- [Exercise] Copy out the full data exactly as given; pictures should not be included.

- [Photo-based referring expression data]
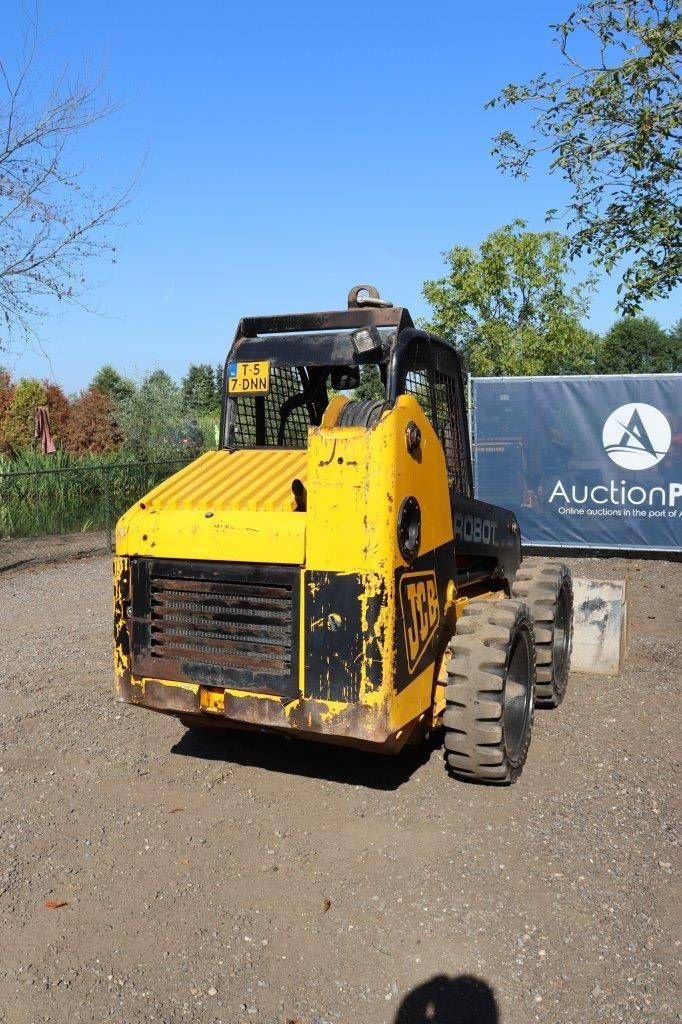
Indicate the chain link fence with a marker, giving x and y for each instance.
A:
(48, 514)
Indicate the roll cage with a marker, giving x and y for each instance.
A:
(303, 349)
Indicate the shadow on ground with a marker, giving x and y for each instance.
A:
(273, 752)
(464, 999)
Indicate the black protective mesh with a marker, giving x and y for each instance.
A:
(419, 379)
(453, 432)
(441, 398)
(260, 420)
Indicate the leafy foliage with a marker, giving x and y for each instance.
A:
(58, 409)
(151, 420)
(201, 390)
(90, 427)
(508, 306)
(19, 423)
(112, 383)
(6, 392)
(611, 127)
(639, 345)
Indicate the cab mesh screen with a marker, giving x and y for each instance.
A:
(441, 399)
(263, 420)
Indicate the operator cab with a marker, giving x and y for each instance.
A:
(282, 373)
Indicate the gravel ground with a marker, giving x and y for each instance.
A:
(251, 879)
(22, 552)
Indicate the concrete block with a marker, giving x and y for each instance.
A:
(600, 626)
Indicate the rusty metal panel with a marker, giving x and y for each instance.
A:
(216, 624)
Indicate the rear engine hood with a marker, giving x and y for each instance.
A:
(226, 506)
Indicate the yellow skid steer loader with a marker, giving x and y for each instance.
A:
(327, 571)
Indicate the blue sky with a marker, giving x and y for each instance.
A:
(287, 152)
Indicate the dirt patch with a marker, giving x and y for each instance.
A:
(22, 552)
(249, 878)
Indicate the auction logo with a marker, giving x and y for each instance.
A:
(636, 436)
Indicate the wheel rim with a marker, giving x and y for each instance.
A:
(561, 636)
(517, 695)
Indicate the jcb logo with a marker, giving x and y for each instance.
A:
(421, 611)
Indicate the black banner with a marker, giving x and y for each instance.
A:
(584, 462)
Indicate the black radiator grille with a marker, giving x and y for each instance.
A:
(217, 625)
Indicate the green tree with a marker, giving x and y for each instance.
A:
(610, 126)
(19, 422)
(90, 427)
(151, 420)
(6, 392)
(58, 409)
(112, 383)
(199, 389)
(508, 306)
(639, 345)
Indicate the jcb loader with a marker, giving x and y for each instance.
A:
(327, 571)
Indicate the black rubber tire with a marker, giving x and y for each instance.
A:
(484, 741)
(548, 590)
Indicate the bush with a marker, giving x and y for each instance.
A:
(90, 427)
(19, 424)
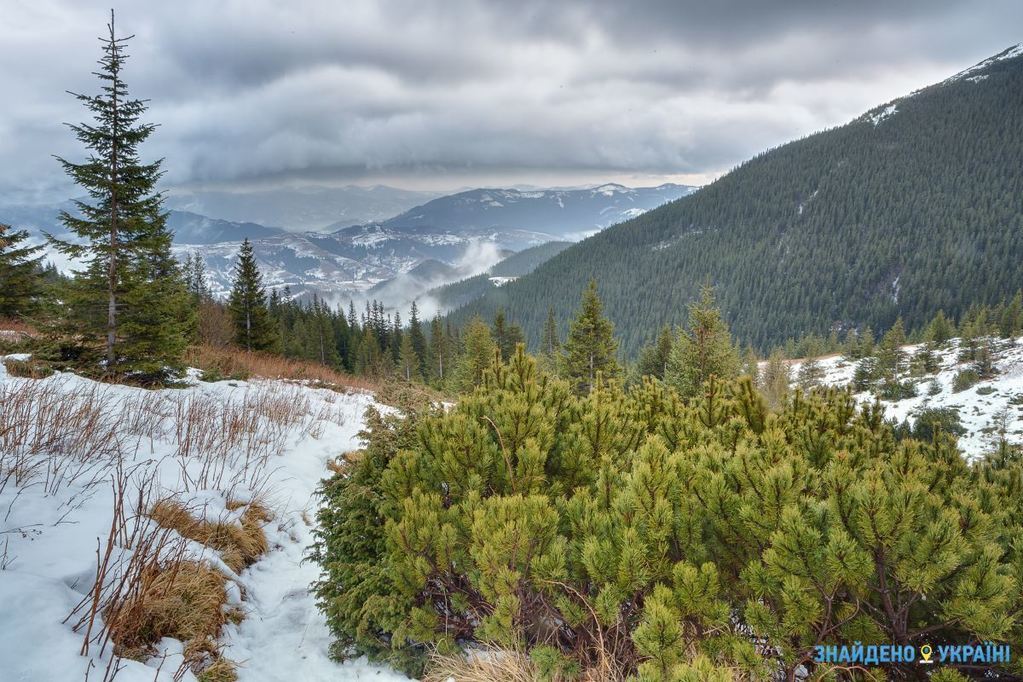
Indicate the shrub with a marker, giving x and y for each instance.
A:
(965, 379)
(897, 391)
(934, 419)
(631, 533)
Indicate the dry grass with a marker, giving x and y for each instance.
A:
(182, 599)
(56, 435)
(239, 545)
(221, 671)
(486, 667)
(27, 368)
(19, 327)
(235, 363)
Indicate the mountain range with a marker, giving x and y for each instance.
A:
(319, 209)
(396, 260)
(915, 207)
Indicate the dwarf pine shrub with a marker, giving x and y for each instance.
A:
(628, 533)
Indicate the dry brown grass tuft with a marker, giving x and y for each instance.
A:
(16, 329)
(27, 368)
(485, 667)
(235, 363)
(181, 599)
(239, 545)
(220, 671)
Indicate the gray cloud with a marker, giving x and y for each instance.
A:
(443, 92)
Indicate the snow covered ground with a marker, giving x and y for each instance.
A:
(980, 406)
(57, 505)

- [Task answer]
Indicate the chain link fence with a marker, giving x and y for each instance.
A:
(48, 514)
Indicate the roll cage with a marker, giving x and y for each instance.
A:
(303, 349)
Indicate the shadow on ground with a marker, giving x and y for each instance.
A:
(273, 752)
(464, 999)
Indicate the black protective mesh with a marker, giving x and y for each instance.
A:
(419, 379)
(453, 432)
(441, 398)
(260, 420)
Indicate the leafy foliage with a marker, giving x and y for each instance.
A:
(58, 409)
(151, 420)
(201, 390)
(90, 427)
(508, 306)
(19, 423)
(112, 383)
(6, 392)
(611, 127)
(639, 345)
Indicate the cab mesh screen with a marker, giving x and y for each instance.
A:
(441, 399)
(263, 420)
Indicate the operator cab with a marker, giving x and y for each instance.
A:
(282, 373)
Indicate the gravel ground with a marker, giving x and y for each instance.
A:
(251, 879)
(22, 552)
Indicate the concrete block with a marker, giving x and y for each instance.
A:
(600, 626)
Indicate the rusty metal panel with a marker, giving x and y for each instance.
A:
(216, 624)
Indicate the rear engine hood with a marker, giving x and y for each instance.
A:
(226, 506)
Indicate the yellow skid steer loader with a marker, giving x and y for each instance.
A:
(327, 571)
Indicate the blue sky with a marker, giving x and y for each instance.
A:
(287, 152)
Indicate the dirt patch with a marker, giving x and y for each instance.
A:
(22, 552)
(249, 878)
Indicate the auction logo with a marker, giving x and y for each instance.
A:
(636, 436)
Indicate the wheel rim with a marker, giving x and y for each instance.
A:
(561, 636)
(517, 695)
Indicate the jcb logo with a marker, giving x and y for each instance.
A:
(421, 611)
Indicate the black banner with a marker, giving x and y for each instance.
A:
(584, 462)
Indicate the black radiator grille with a marker, giving x and y for each instance.
A:
(217, 625)
Indicate the green tree with a marker, giving x and y for each instance.
A:
(610, 126)
(19, 422)
(90, 427)
(151, 420)
(6, 392)
(58, 409)
(112, 383)
(199, 389)
(508, 306)
(639, 345)
Indicate the jcb loader with a marker, giving x and y for each instance.
A:
(327, 571)
Indicate the black rubber tire with a marker, giving x and y for each instance.
A:
(484, 741)
(548, 590)
Indicate the bush with a marker, giving x and y for each instance.
A:
(90, 427)
(19, 424)
Indicate the shrub with a marker, giving x and y for each instance.
A:
(965, 379)
(897, 391)
(934, 419)
(631, 533)
Indicate the dry grass with a marker, giving x and y for each instance.
A:
(182, 599)
(56, 435)
(239, 545)
(221, 671)
(486, 667)
(27, 368)
(19, 327)
(235, 363)
Indicate the mountain range with a marker, giving x and y for each instance.
A:
(319, 209)
(396, 260)
(915, 207)
Indicate the dwarf pine shrub with a marker, giving x and y for each instance.
A:
(628, 533)
Indicate the dry brown grass tuft with a marker, giving x and y for each instance.
A:
(16, 329)
(27, 368)
(485, 667)
(235, 363)
(181, 599)
(239, 545)
(220, 671)
Indicate the gray cloud with a marker, giving x and y for each instance.
A:
(443, 92)
Indicate the snow covered ground with a marker, giving x and y for each instance.
A:
(980, 406)
(57, 505)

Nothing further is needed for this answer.